= SELECTION =
————
Whoops, Nick already did the micro-benchmarks, and showed that creating a function object is faster than instantiating a class. He also measured the size, but I think he forgot that sys.getsizeof() doesn't report the size (recursively) of contained objects -- a class instance references a dict which is another 288 bytes (though if you care you can get rid of this by using __slots__). I expect that calling an instance using __call__ is also slower than calling a function (but you can do your own benchmarks :-).

On Sat, Jan 2, 2016 at 8:39 PM, Nick Coghlan <ncoghlan@gmail.com> wrote:
On 3 January 2016 at 13:00, u8y7541 The Awesome Person
<surya.subbarao1@gmail.com> wrote:
>
>> The wrapper functions themselves, though, exist in a one:one
>> correspondence with the functions they're applied to - when you apply
>> functools.lru_cache to a function, the transient decorator produced by
>> the decorator factory only lasts as long as the execution of the
>> function definition, but the wrapper function lasts for as long as the
>> wrapped function does, and gets invoked every time that function is
>> called (and if a function is performance critical enough for the
>> results to be worth caching, then it's likely performance critical
>> enough to be thinking about micro-optimisations). (Nick Coghlan)
————
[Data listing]

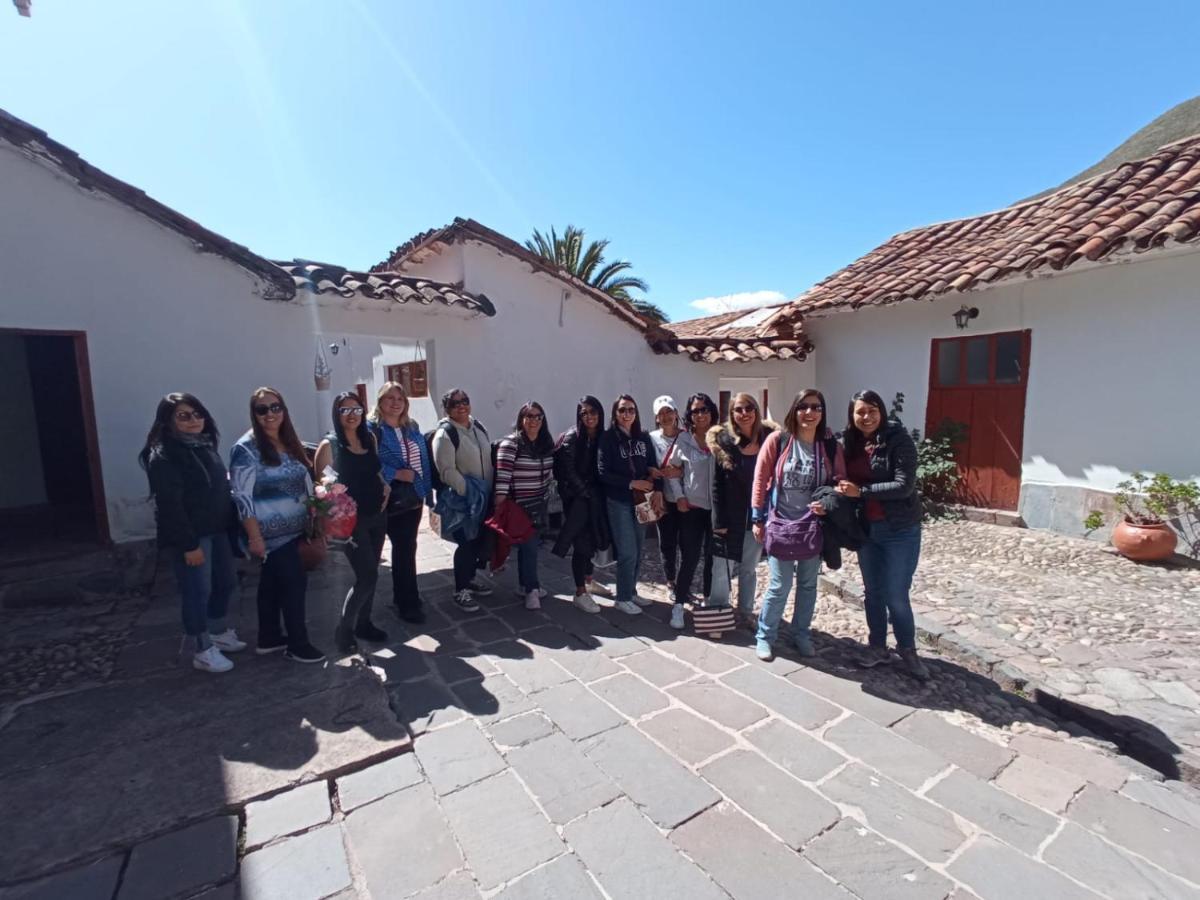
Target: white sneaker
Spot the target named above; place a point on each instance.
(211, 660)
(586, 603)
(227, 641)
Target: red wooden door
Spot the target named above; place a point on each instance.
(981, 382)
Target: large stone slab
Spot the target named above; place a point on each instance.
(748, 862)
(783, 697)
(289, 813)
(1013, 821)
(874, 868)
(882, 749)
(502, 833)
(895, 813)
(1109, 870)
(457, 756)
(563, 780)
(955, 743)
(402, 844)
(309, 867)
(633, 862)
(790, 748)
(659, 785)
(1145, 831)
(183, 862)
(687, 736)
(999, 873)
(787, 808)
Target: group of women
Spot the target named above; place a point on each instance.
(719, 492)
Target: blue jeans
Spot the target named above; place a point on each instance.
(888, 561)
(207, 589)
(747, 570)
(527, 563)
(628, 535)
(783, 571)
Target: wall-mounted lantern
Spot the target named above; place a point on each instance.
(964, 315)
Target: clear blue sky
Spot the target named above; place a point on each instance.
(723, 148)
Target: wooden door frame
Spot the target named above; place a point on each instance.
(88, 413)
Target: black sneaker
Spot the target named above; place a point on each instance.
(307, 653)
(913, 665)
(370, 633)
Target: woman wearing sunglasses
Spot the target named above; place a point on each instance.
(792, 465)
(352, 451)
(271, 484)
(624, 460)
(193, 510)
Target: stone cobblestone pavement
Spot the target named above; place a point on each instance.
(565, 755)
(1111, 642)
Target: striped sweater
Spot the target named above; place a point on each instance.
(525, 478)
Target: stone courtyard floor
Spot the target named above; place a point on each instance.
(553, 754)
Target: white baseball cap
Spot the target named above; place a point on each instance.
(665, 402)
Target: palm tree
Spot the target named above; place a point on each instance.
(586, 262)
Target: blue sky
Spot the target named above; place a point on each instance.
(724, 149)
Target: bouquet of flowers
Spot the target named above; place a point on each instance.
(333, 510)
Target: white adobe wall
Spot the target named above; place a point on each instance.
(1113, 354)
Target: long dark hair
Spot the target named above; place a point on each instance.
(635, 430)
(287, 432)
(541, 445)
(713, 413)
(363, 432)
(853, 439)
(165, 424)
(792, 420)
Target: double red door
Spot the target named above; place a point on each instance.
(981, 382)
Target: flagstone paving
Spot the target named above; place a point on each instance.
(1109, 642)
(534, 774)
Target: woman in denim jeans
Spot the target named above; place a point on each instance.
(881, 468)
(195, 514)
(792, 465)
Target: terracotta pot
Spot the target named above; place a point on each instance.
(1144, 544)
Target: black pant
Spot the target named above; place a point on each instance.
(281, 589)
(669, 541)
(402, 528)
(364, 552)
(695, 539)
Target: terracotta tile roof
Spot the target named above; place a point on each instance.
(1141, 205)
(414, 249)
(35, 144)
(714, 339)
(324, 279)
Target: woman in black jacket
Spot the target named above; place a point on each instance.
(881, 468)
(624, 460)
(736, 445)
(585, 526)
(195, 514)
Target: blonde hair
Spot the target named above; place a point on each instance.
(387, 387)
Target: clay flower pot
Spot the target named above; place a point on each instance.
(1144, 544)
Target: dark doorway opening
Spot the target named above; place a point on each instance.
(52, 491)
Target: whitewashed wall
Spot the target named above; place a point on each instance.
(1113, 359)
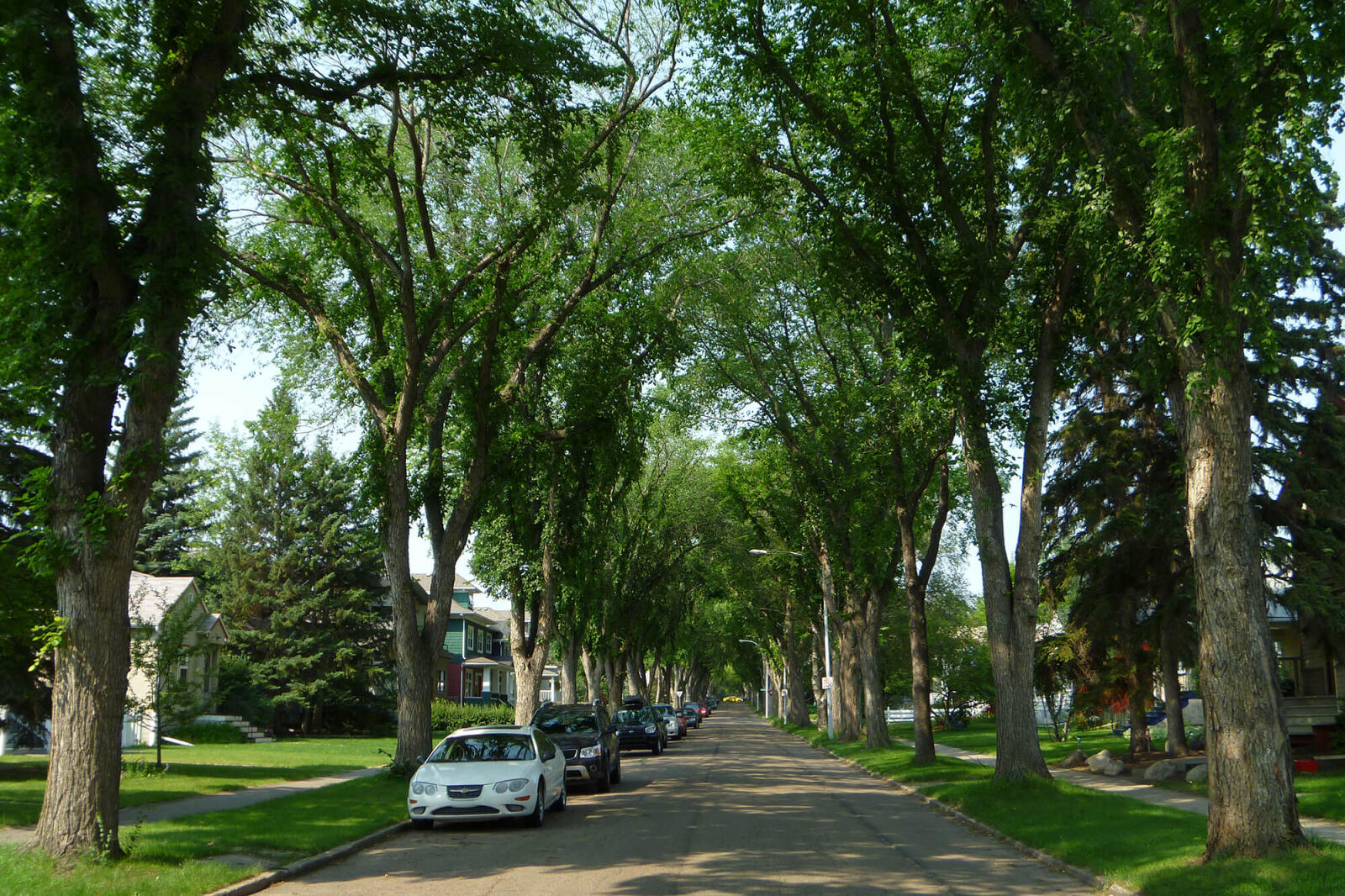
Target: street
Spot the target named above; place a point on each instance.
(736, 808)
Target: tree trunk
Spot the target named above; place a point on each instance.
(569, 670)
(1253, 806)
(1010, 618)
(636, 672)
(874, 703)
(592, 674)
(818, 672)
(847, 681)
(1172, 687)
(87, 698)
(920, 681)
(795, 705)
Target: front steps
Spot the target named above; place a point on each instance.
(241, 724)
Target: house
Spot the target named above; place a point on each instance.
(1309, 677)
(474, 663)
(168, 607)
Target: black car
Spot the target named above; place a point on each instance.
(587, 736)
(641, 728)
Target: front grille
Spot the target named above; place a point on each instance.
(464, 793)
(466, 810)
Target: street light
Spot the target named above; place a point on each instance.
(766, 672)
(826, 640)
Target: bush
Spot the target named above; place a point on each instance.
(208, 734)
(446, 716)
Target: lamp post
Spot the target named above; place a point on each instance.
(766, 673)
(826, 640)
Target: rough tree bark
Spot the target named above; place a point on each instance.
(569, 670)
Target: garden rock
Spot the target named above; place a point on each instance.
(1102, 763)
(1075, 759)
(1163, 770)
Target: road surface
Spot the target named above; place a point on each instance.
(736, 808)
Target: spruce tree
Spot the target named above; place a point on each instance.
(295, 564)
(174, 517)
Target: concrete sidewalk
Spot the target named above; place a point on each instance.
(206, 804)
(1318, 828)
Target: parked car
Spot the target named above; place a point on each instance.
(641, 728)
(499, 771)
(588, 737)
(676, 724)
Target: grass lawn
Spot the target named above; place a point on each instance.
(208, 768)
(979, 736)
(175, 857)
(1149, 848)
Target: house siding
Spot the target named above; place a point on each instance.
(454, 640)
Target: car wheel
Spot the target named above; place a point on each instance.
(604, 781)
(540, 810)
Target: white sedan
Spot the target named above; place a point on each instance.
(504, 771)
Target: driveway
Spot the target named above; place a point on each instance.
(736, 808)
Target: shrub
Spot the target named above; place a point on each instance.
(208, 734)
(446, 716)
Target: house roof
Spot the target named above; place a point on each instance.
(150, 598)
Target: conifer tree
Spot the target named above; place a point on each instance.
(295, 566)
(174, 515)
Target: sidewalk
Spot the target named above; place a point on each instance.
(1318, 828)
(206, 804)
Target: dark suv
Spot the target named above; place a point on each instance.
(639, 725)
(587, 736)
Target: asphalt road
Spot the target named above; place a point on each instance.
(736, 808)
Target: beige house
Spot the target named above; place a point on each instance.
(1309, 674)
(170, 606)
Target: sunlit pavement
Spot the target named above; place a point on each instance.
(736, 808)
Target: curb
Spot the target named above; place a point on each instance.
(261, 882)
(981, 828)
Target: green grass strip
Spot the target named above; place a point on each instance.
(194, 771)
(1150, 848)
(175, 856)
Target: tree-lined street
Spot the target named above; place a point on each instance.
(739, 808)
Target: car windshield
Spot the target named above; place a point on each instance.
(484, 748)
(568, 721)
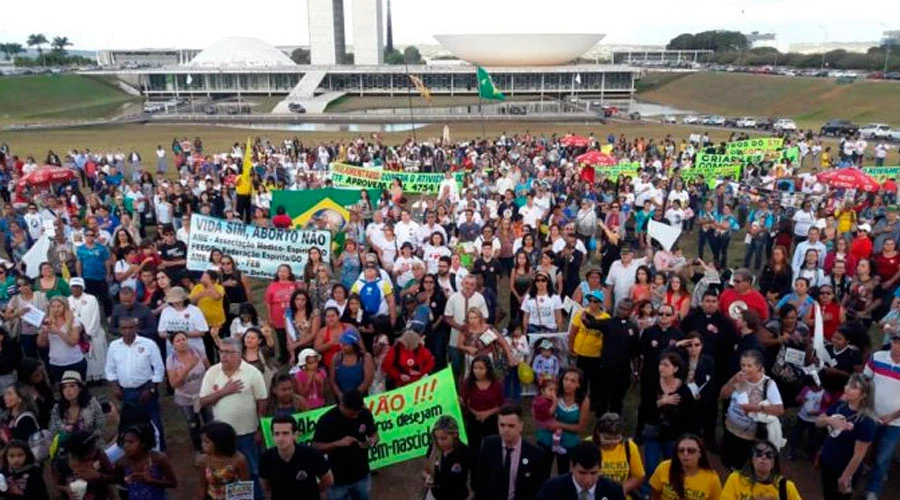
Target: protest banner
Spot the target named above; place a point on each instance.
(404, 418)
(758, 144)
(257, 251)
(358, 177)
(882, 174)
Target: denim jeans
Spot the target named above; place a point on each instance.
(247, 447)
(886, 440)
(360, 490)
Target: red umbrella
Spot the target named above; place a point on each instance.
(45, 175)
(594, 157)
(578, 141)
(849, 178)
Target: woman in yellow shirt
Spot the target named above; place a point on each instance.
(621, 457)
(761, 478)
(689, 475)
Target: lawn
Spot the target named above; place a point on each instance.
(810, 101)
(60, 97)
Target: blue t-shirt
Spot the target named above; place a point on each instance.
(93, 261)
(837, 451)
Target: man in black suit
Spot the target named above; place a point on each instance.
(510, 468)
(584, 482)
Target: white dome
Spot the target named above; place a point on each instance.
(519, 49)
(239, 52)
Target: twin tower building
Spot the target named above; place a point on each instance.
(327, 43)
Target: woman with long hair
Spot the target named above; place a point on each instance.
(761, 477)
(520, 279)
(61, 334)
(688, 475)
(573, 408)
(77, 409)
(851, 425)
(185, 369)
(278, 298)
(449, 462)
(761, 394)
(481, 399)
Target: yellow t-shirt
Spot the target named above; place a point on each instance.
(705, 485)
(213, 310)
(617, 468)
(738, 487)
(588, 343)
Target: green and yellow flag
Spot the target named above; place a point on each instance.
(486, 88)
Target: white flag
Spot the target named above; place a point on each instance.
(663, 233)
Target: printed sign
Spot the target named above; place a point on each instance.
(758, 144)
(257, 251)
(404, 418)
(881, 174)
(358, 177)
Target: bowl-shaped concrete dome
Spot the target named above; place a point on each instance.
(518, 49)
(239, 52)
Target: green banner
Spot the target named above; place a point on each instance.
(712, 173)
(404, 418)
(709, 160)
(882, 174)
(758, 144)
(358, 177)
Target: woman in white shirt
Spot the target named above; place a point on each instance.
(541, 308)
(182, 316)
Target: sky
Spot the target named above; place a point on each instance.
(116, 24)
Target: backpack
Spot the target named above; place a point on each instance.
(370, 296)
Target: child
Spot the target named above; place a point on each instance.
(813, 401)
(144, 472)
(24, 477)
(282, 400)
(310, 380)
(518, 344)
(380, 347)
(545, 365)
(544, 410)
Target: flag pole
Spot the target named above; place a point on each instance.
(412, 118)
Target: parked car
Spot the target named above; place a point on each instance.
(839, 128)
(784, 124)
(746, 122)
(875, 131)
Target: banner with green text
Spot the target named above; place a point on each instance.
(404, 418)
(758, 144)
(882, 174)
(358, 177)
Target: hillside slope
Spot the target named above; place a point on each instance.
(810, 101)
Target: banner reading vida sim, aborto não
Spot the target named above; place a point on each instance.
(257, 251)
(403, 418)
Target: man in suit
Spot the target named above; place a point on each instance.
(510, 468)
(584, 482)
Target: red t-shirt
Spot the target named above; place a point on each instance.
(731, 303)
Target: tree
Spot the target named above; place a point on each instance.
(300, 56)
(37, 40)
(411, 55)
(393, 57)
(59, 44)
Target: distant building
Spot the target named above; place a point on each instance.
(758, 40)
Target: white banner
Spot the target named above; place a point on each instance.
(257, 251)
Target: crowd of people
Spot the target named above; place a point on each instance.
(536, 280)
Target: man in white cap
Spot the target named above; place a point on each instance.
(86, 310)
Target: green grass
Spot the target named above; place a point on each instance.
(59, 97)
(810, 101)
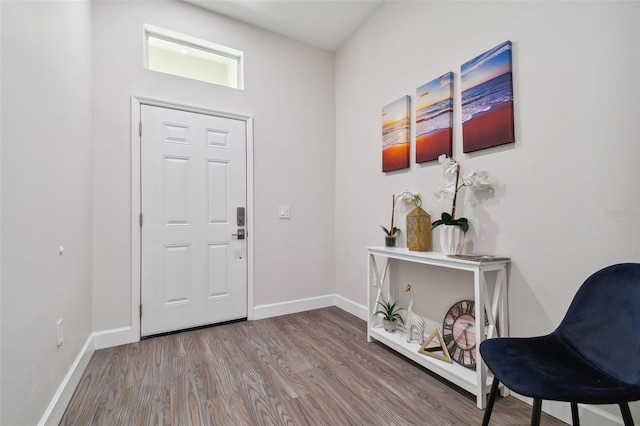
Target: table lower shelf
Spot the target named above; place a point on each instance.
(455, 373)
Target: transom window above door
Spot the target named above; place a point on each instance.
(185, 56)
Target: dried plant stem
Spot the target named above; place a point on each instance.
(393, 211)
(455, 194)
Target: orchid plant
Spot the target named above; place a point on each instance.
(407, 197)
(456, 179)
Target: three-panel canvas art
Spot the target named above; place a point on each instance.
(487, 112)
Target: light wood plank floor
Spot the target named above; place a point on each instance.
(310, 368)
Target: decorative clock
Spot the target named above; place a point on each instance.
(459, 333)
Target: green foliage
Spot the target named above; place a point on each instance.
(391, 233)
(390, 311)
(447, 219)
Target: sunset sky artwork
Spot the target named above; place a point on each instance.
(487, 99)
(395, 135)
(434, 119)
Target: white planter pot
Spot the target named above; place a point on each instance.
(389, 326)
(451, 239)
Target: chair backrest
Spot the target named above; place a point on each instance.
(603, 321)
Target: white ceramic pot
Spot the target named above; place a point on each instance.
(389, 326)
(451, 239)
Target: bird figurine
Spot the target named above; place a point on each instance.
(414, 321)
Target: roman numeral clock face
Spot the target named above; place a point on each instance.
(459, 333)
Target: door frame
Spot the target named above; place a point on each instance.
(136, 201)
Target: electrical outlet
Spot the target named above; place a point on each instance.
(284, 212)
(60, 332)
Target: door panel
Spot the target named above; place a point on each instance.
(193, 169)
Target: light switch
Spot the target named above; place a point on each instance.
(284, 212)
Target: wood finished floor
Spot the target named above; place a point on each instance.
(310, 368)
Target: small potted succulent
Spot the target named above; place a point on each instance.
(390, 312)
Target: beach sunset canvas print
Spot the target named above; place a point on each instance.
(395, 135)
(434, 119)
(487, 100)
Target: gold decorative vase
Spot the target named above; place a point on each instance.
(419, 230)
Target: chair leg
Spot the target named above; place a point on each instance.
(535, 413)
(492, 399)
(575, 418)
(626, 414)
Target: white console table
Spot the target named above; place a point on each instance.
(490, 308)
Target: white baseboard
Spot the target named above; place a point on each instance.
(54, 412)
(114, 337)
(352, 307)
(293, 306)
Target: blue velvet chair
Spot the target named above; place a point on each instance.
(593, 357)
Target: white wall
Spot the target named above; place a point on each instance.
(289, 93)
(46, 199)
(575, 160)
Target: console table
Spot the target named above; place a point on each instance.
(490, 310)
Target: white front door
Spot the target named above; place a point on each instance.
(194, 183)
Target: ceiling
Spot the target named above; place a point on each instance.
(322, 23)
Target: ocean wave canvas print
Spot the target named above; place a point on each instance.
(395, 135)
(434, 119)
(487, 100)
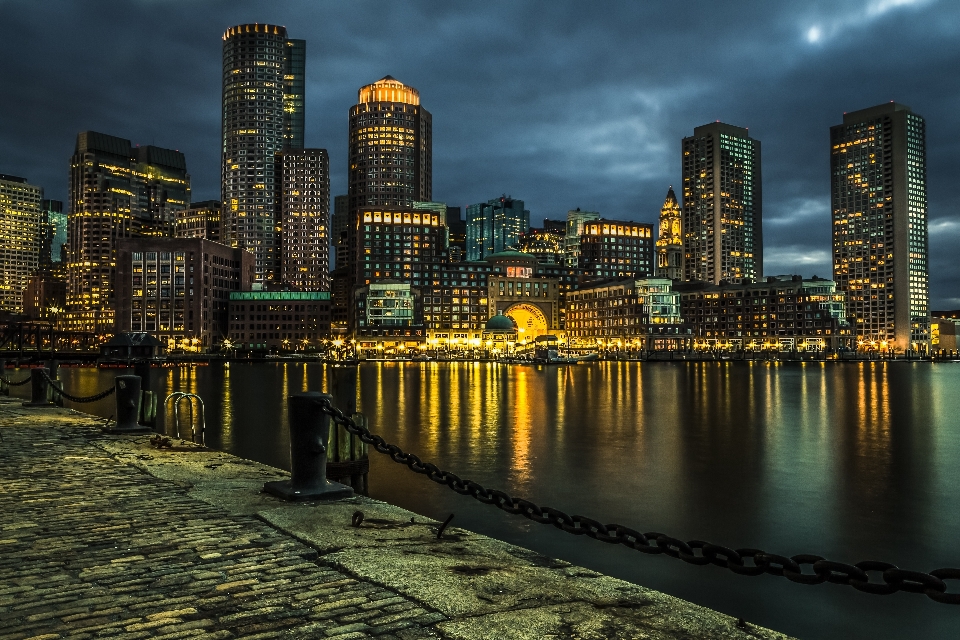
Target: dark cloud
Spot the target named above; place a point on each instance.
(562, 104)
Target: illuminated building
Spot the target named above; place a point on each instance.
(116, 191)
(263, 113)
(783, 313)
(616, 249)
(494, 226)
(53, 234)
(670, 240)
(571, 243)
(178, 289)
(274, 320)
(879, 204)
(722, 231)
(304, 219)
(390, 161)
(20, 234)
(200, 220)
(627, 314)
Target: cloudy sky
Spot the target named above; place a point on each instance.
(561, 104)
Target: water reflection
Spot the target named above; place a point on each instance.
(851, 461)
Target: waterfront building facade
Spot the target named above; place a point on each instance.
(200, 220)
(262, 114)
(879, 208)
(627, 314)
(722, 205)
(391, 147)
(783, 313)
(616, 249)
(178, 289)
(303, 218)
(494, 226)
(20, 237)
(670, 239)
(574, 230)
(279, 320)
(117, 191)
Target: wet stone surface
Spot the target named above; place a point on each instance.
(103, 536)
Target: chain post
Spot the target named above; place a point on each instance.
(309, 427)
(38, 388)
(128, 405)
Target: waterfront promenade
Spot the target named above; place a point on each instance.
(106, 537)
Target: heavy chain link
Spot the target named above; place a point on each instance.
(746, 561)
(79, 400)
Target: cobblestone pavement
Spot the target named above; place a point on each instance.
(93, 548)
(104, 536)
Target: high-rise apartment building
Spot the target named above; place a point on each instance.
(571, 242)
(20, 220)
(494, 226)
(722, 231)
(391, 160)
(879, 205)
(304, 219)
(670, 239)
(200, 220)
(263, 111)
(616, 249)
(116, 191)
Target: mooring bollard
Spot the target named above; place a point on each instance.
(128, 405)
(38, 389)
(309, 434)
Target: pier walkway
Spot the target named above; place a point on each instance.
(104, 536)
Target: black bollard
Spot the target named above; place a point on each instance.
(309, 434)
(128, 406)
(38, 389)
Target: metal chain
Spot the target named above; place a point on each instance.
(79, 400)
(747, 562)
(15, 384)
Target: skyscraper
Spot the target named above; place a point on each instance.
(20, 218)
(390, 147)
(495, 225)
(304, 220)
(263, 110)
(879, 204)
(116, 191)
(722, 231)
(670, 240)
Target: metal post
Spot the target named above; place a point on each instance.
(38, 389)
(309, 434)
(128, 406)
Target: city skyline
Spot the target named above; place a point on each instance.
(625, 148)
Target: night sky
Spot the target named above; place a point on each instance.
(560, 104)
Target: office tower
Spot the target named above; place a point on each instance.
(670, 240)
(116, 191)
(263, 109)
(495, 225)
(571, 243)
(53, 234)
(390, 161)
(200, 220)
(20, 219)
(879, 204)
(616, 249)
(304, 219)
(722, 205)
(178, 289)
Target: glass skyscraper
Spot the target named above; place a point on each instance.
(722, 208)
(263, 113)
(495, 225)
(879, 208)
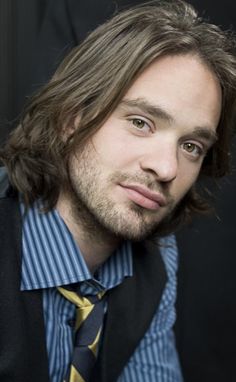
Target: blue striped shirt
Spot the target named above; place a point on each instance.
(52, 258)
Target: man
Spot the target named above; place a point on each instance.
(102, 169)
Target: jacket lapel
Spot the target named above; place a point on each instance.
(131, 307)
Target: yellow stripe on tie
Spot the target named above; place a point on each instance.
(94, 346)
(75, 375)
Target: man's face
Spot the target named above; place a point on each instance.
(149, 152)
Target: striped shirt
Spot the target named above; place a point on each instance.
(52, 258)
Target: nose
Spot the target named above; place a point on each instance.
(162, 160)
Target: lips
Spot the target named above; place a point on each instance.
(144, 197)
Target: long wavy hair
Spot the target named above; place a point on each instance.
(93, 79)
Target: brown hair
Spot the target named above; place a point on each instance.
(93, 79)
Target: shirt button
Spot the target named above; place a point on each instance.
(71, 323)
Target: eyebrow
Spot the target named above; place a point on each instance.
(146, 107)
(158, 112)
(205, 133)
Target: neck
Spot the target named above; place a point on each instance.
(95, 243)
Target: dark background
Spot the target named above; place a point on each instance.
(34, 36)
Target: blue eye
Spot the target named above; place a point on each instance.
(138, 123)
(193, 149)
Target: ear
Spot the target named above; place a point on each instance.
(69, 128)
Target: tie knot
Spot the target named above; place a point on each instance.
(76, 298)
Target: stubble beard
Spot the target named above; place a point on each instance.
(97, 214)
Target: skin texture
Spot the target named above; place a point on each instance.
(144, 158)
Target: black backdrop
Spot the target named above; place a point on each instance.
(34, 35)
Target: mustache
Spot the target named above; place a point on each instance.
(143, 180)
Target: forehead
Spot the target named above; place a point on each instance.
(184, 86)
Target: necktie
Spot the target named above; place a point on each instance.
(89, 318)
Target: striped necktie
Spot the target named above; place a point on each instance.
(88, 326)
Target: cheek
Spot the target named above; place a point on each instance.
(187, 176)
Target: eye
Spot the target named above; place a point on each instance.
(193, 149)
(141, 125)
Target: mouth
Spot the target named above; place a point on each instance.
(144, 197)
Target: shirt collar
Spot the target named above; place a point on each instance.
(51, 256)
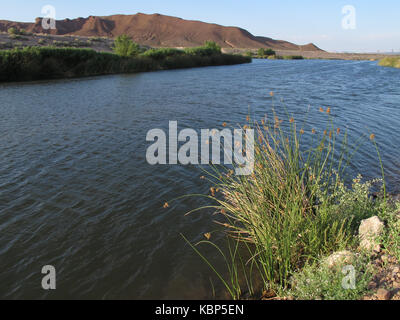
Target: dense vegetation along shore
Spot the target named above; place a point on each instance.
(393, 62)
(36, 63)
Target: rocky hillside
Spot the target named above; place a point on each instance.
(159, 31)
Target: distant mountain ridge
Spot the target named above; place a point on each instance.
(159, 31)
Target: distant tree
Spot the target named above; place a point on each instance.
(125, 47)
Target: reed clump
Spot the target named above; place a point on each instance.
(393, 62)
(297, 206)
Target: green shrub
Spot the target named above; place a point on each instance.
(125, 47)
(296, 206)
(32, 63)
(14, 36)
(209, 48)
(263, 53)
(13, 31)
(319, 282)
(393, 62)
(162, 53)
————
= PROBLEMS AND TASKS =
1 - Answer these questions about the function-object post:
(a) What does sys.getsizeof() not report, according to the post?
(b) How many bytes does the dict referenced by a class instance add?
(c) In the quoted passage, how long does the wrapper function last?
2 - Carry on the function-object post from the point where it stops.

= WRITTEN RESPONSES =
1 -
(a) The size (recursively) of contained objects.
(b) 288 bytes.
(c) As long as the wrapped function does.

2 -
>
> Yes, that is what I was thinking of. Just like Quake's fast inverse square
> root. Even though it is a micro-optimization, it greatly affects how fast
> the game runs.

For Python, much bigger performance pay-offs are available without
changing the code by adopting tools like PyPy, Cython and Numba.
Worrying about micro-optimisations like this usually only makes sense
if a profiler has identified the code as a hotspot for your particular
workload (and sometimes not even then).

>> But, as I explained, the function will _not_ be redefined and trashed
>> every frame; it will be created one time. (Andrew Barnert)
>
> Hmm... Nick says different...
>
>> This all suggests that if your application is severely memory
>> constrained (e.g. it's running on an embedded interpreter like
>> MicroPython), then it *might* make sense to incur the extra complexity
>> of using classes with a custom __call__ method to define wrapper
>> functions, over just using a nested function. (Nick Coghlan)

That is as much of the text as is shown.